Copy the lines below verbatim, beginning with the line that includes "Mark every instance of the right" and continuing to the end; leave out everything before it.

— begin Material —

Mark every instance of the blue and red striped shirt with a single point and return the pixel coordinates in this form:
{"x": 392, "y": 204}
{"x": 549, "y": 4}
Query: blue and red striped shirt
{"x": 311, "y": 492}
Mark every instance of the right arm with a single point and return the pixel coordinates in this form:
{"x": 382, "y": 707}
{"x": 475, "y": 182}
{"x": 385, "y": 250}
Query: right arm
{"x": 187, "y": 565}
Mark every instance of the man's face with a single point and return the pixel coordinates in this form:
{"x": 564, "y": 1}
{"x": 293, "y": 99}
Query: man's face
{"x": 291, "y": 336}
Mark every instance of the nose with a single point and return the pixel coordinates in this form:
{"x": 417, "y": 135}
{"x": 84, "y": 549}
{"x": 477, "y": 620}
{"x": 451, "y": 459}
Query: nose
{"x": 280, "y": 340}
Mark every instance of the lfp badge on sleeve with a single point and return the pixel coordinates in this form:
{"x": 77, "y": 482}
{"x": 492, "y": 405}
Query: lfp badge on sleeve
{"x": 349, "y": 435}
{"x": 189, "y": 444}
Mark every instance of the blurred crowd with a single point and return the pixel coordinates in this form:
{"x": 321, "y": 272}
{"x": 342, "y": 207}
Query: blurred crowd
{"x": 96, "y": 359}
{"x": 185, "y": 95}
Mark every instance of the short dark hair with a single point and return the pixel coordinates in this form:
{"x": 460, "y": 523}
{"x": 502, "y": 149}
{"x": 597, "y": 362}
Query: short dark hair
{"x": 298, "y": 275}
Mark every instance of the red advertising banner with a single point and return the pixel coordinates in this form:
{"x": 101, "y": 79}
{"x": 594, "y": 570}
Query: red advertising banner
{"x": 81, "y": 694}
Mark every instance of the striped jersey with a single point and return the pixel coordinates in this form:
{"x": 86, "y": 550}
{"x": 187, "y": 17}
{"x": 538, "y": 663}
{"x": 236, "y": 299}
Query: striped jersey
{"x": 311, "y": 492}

— end Material —

Solution to the exercise:
Mark every instance of the right arm with a single point and return the pixel coordinates in this form:
{"x": 382, "y": 707}
{"x": 475, "y": 182}
{"x": 385, "y": 250}
Query: right arm
{"x": 187, "y": 565}
Mark every instance of the man's face with a single point and return the pixel coordinates in this form:
{"x": 564, "y": 1}
{"x": 293, "y": 99}
Query: man's face
{"x": 291, "y": 336}
Mark every instance of the nose with a single point and return the pixel coordinates in this form:
{"x": 417, "y": 135}
{"x": 84, "y": 549}
{"x": 477, "y": 620}
{"x": 451, "y": 459}
Query: nose
{"x": 280, "y": 340}
Mark every instance of the lfp badge on sleeve with a single point and return the pixel coordinates in this form:
{"x": 77, "y": 482}
{"x": 492, "y": 405}
Query: lfp badge on sleeve
{"x": 349, "y": 435}
{"x": 189, "y": 444}
Mark every instance of the blurred crowd with a single point and return the pixel coordinates in this form:
{"x": 321, "y": 272}
{"x": 342, "y": 207}
Query: blurred crowd
{"x": 96, "y": 359}
{"x": 185, "y": 95}
Mark every instance of the short dark hair with a single point and return the pixel coordinates in this form:
{"x": 460, "y": 523}
{"x": 502, "y": 149}
{"x": 597, "y": 362}
Query: short dark hair
{"x": 298, "y": 275}
Mark every instance of the red advertising banner with a single point and return the pixel coordinates in this form:
{"x": 101, "y": 79}
{"x": 594, "y": 570}
Query: red advertising banner
{"x": 81, "y": 694}
Mark every instance of the striped jersey with a single point and return the pixel coordinates in this form:
{"x": 86, "y": 550}
{"x": 187, "y": 17}
{"x": 538, "y": 663}
{"x": 236, "y": 299}
Query: striped jersey
{"x": 311, "y": 492}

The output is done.